• _WHAT TO DO_
**a.** According to the article on autonomous transport, what per-mile cost does ARK estimate autonomous taxis will charge consumers?
**b.** Continue the article on autonomous transport from its last sentence.

• _TEXT BLOCK_

14 Sep 2020 by Nikko AM NZ

Is Autonomation about to put disruptive innovation investors in the driver’s seat?

Robots that can transport people and parcels are set to reduce the cost of point-to-point travel to a tenth of the cost of a taxi today, making autonomous ridehailing the norm and personal car ownership the exception.

This was the headline messages conveyed by ARK-Invest’s Tasha Keeney at a webinar hosted by Nikko AM NZ last Friday. Keeney, a leading commentator on the future of autonomous transport in the US, was quick to point out that this revolution would not be confined to ground-based transport. Aerial drones, she said, will not just change the way we shop, but the way we travel and access services from food delivery to healthcare.

Autonomous Ridehailing

Adjusted for inflation, the cost to own and operate a personal car has not changed since the model T rolled off the first assembly line, at roughly 70 cents per mile. ARK estimates that through economies of scale, autonomous taxis will cost consumers 25 cents per mile, spurring widespread adoption.

“We expect that this will encourage two car households in urban areas to drop to one car; and one car households to go carless, bringing with it long overdue disruption.”

Keeney says autonomous ridehailing companies will likely be able to command platform fees exceeding 30%, changing the focus of the automotive industry to providing software as a service. ARK predicts that the winners in this space will therefore be the companies that are able to build the autonomous technology stack successfully; essentially those that enable the car to drive itself. And in this field Tesla is already way out in front, having the ability to learn from 20 million miles per-day of data provided by its current fleet of cars being driven around the world.

Keeney says that if today’s ridehailing platforms like Uber and Lyft want to survive, then they will need to partner with technology players. But even then, their future is not as bright.

“They won’t get the 20-30% platform fees that they’re getting off gross revenues from ride-hailing today. We think they might just get a few percentage points, basically by offering their customer base to the technology player.”

• _DATA TO EXAMINE_

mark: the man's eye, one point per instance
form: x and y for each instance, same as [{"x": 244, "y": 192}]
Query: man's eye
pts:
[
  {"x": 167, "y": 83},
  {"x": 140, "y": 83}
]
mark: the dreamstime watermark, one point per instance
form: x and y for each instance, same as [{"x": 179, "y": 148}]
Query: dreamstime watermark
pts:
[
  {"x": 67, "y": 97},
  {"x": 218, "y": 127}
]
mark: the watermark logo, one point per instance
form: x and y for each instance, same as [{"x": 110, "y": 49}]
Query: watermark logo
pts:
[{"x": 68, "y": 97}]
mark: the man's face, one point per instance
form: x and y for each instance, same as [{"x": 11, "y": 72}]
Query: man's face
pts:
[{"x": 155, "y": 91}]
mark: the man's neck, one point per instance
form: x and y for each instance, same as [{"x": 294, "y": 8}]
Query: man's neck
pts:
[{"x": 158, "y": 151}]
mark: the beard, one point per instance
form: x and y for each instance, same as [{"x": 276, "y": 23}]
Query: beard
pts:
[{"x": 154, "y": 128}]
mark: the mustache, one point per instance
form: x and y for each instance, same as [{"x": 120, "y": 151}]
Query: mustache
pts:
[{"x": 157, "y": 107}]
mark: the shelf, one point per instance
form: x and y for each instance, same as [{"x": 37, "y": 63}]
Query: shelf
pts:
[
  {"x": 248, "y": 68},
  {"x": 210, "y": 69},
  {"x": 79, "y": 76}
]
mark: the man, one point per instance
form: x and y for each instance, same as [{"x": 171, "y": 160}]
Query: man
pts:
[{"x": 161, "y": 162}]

• _ANSWERS FOR THIS EXERCISE_
**a.** 25 cents per mile.

**b.**
Aerial drones

Through advancements in battery life and autonomous flight capability, the cost to deliver people and things by air is also declining dramatically.

“With drones able to deliver goods inside 30 minutes within a 10 mile radius for just cents in the dollar, we will see a reduction in the price of goods, as embedded delivery costs are removed, and a total change in shopping and food delivery habits,” says Keeney.

Creating widespread disruption to consumer behaviour, ARK believes that drones could push global ecommerce up from 14% of total retail sales at the end of 2019 to 60% by 2030.

“At 25 cents per delivery, autonomous parcel drone operators could be targeting a $115 billion market opportunity by 2030. We also believe that drones will cause an inflection in food delivery, particularly outside of the dense urban centres, and estimate that revenue from drone food delivery could total a similar figure within this same time frame.”

While transporting people by drone might seem like a crazy idea now, the technology is there today and Keeney envisages a not-too-distant future when an air taxi could deliver someone from mid-town New York to the airport for roughly the same cost as a taxi today.

“While the cost of taxis will come down with the advent of autonomous ridehailing, these ground vehicles will still face the issue of congestion. Therefore customers will have the choice of sitting in traffic for over an hour for $10, or paying for the advantage of arriving in less than a third of the time.”

Keeney says autonomous drones will also bring vital improvements to emergency care, allowing air ambulances to circumvent traffic to deliver treatment faster and in many cases more cheaply.

“In the US, roughly 350,000 cardiac arrests occur outside of hospitals each year, with only 12 per cent of the victims surviving. By decreasing response times, we believe drones could save up to 20,000 lives annually.”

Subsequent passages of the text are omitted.